(Annotated coordinate records)
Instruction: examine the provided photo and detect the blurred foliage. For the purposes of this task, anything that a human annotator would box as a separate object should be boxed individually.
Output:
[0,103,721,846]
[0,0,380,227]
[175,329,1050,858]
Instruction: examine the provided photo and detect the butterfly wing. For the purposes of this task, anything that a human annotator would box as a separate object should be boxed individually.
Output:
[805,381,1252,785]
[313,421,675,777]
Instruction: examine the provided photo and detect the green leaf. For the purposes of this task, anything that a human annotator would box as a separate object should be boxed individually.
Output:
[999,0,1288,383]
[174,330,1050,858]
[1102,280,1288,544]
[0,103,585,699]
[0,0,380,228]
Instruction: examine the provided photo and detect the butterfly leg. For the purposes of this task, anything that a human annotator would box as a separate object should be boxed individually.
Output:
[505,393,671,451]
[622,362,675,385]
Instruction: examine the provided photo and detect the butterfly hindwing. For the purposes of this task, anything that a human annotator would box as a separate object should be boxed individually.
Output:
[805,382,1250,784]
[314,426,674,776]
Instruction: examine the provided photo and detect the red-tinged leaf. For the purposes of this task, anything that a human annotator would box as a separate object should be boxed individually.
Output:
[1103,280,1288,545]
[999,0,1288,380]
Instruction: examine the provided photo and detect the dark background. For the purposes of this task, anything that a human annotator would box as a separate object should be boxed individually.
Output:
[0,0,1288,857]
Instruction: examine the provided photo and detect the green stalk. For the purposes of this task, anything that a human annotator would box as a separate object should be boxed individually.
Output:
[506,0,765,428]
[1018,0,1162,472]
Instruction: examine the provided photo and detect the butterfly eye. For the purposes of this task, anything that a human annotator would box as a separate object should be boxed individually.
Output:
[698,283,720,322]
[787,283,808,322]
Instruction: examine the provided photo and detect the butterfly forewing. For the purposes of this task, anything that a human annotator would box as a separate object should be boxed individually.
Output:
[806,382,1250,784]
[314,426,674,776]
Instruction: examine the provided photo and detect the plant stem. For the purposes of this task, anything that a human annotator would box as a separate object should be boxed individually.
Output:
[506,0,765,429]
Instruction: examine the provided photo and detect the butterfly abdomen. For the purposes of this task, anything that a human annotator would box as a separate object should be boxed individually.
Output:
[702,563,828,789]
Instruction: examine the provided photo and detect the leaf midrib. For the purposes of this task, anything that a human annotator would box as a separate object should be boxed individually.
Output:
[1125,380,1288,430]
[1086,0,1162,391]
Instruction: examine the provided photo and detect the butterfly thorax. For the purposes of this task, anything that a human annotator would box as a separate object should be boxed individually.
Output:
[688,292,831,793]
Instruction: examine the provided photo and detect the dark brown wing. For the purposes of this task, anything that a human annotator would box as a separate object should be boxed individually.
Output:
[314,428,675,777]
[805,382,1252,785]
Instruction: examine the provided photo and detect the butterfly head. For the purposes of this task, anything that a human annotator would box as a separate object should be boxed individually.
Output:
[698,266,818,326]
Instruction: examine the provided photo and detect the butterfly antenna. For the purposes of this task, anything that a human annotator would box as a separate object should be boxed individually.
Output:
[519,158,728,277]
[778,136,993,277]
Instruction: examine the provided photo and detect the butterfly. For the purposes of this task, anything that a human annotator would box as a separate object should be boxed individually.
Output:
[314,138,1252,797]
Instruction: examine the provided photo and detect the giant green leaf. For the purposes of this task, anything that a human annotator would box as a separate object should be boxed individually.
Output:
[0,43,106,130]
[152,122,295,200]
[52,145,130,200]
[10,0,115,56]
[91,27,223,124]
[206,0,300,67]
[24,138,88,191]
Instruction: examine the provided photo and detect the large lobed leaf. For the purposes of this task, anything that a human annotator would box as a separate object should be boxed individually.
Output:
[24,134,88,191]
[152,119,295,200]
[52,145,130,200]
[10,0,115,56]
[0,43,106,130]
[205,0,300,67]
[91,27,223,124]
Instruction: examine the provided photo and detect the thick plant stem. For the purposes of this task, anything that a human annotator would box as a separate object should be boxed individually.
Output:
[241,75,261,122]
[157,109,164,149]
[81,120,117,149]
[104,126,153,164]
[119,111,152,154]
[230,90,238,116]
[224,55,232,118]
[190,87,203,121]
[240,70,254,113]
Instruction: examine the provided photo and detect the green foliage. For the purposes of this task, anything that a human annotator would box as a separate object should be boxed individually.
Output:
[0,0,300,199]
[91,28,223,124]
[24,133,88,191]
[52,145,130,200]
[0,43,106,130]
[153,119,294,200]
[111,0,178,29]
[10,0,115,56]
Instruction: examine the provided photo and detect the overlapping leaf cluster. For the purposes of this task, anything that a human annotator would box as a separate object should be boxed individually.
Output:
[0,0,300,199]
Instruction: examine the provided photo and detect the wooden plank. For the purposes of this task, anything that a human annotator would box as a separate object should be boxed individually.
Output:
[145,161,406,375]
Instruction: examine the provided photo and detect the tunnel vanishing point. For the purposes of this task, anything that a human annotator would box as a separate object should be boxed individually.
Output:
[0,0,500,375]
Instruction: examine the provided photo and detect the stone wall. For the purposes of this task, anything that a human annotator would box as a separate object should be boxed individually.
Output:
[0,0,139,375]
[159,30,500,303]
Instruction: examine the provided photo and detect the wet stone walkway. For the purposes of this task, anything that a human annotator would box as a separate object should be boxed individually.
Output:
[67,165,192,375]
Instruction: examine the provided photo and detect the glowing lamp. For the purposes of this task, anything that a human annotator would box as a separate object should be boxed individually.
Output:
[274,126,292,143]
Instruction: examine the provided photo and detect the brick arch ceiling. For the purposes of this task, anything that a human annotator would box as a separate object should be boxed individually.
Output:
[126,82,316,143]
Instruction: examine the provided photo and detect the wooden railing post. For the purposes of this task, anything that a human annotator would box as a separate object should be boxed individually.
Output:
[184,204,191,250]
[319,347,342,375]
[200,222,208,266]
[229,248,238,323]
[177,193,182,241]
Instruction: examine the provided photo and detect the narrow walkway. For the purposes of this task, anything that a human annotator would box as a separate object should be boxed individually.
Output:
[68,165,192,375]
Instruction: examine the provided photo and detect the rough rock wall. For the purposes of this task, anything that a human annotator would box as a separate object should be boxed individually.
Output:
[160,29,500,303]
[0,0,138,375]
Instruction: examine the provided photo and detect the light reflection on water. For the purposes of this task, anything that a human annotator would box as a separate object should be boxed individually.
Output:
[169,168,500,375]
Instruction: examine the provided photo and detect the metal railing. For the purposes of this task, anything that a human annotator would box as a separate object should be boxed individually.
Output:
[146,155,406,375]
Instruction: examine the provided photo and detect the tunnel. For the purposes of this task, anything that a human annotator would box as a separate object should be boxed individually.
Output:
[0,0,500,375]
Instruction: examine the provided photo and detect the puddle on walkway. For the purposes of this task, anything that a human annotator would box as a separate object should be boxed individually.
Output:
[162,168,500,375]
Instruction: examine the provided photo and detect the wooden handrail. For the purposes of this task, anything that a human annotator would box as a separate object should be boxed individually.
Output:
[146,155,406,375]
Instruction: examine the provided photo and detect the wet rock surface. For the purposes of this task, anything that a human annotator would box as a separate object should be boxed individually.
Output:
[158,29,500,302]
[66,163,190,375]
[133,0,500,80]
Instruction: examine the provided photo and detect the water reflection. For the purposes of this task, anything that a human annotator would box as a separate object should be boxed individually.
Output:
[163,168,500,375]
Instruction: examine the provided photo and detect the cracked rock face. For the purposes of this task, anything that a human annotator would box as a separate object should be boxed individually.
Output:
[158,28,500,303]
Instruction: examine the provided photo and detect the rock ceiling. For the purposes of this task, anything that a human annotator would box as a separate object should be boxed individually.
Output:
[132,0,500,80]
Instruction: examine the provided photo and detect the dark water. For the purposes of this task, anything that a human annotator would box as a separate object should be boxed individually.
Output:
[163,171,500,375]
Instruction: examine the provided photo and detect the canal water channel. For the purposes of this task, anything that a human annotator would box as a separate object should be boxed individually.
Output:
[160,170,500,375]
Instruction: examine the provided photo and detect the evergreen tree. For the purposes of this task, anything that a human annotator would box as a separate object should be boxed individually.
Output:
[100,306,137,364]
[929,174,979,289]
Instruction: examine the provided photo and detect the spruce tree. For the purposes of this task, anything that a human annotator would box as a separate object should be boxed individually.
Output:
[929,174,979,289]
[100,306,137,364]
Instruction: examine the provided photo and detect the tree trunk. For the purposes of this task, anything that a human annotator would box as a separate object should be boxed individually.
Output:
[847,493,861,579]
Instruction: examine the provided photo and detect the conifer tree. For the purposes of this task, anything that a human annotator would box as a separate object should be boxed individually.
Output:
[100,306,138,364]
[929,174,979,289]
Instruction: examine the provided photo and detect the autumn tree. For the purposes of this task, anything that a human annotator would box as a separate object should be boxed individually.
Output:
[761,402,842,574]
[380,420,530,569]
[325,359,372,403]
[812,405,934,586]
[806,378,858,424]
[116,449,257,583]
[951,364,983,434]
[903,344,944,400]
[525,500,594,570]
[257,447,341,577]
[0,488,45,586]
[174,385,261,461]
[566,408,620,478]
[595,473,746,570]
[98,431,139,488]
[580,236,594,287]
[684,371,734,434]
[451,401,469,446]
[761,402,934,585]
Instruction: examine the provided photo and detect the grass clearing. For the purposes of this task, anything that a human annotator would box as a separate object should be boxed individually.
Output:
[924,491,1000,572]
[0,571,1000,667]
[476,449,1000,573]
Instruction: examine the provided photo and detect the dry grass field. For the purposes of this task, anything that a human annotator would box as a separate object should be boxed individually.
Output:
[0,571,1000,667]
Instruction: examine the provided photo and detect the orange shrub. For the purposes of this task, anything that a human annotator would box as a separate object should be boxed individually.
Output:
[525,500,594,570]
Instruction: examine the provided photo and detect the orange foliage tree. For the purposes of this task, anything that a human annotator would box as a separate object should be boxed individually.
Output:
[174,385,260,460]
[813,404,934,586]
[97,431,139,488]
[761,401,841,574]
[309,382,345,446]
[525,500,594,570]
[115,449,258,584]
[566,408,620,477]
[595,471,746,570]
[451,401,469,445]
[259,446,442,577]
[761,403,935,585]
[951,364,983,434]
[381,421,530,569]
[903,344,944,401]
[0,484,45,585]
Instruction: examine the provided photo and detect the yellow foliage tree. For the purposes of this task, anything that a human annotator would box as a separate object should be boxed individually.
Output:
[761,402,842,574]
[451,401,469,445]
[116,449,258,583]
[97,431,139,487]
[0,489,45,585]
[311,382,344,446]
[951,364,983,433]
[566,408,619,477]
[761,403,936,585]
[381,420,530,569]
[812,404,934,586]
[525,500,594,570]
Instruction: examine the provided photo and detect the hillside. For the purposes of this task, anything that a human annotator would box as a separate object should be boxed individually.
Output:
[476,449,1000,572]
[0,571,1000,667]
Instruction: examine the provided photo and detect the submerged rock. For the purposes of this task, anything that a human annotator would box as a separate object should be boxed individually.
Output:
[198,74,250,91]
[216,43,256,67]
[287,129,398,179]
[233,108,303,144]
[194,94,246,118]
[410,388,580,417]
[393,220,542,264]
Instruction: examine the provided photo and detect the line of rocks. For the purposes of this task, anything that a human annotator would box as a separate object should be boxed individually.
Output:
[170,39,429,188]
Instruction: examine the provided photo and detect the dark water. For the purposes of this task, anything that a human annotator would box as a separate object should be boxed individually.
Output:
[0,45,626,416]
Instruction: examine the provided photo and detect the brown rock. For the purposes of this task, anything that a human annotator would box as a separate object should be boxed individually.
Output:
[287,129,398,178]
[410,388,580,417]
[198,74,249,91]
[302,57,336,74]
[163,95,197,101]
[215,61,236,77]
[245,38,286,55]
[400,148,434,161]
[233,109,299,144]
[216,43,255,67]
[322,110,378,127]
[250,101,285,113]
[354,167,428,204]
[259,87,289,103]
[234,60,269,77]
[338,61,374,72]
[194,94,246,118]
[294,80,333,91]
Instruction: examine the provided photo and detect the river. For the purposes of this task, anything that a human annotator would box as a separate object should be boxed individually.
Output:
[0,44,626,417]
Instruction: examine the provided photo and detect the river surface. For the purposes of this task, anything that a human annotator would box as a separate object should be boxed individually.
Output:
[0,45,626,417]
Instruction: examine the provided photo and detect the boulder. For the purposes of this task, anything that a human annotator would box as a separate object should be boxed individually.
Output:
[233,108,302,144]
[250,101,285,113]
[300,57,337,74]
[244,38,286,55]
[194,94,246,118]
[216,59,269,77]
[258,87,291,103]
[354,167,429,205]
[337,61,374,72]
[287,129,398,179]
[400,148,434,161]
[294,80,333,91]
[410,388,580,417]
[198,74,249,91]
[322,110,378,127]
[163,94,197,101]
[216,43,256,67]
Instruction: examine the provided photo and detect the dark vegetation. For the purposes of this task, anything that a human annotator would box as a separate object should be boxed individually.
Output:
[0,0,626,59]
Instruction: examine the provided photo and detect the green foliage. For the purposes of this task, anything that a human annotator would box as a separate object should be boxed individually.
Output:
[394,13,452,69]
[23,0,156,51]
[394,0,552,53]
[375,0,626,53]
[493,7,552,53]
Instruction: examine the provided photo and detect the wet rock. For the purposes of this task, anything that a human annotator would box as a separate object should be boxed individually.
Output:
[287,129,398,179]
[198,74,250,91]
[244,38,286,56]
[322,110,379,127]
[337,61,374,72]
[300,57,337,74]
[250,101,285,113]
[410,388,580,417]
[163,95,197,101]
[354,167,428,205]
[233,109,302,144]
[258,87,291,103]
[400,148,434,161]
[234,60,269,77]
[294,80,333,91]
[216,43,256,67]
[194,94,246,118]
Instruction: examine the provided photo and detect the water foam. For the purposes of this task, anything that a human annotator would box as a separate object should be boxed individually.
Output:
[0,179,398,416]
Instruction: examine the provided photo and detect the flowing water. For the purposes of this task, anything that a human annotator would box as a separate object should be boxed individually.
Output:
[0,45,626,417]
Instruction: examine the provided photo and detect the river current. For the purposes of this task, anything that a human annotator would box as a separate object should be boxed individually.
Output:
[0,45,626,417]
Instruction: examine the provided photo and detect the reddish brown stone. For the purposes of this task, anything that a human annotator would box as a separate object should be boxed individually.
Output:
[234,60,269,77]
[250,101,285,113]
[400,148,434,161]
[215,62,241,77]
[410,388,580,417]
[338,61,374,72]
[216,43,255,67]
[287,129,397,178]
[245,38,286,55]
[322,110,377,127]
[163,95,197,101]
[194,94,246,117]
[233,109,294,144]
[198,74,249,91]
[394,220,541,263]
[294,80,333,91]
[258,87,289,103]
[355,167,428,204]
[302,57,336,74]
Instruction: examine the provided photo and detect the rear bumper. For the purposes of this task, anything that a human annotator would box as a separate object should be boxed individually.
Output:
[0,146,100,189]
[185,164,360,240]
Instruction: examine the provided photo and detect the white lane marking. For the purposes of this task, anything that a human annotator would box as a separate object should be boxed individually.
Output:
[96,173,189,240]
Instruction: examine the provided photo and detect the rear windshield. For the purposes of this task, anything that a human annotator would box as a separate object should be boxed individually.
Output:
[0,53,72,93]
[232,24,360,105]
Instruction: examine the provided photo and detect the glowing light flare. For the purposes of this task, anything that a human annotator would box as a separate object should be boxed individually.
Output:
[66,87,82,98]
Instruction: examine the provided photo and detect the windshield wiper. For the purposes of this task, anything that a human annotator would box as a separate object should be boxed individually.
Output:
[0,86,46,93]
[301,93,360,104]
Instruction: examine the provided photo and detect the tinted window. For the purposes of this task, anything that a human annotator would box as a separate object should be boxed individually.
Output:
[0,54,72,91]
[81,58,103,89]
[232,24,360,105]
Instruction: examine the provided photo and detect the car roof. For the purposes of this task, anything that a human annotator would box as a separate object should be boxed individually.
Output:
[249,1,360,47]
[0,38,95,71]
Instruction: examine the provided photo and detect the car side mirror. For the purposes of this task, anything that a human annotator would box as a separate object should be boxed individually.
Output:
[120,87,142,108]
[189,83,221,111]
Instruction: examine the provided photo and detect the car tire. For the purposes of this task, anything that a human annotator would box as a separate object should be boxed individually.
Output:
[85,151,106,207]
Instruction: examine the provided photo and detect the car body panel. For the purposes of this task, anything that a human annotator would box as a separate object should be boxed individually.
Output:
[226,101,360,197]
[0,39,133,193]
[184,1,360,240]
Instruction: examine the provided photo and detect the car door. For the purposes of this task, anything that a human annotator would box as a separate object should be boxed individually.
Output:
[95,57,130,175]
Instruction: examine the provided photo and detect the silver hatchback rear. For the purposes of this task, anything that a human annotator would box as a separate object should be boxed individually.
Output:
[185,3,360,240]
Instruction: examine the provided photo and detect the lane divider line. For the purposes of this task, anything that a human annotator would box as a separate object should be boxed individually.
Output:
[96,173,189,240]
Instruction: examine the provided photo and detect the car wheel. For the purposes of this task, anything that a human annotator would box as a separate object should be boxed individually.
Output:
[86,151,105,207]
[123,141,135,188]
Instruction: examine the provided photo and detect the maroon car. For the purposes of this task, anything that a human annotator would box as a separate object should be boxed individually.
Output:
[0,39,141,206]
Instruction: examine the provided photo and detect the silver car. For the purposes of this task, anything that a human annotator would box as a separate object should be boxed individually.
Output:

_Your goal_
Can you lay out the part that opens with the line containing "Instruction: examine the provided photo and detect the thick" and closes with the line containing "[240,70,254,113]" as a JSON list of strings, with one string per line and any blank lines left out?

_Result below_
[
  "Instruction: examine the provided photo and detect the thick plant stem. For the purposes of this task, anything that a human annotator would box as a separate object should be boxed individually.",
  "Output:",
  "[241,75,261,122]",
  "[157,109,164,149]",
  "[81,120,117,149]",
  "[104,126,153,164]",
  "[119,111,152,154]",
  "[230,90,238,116]",
  "[224,55,232,118]",
  "[190,87,203,121]",
  "[240,70,254,113]"
]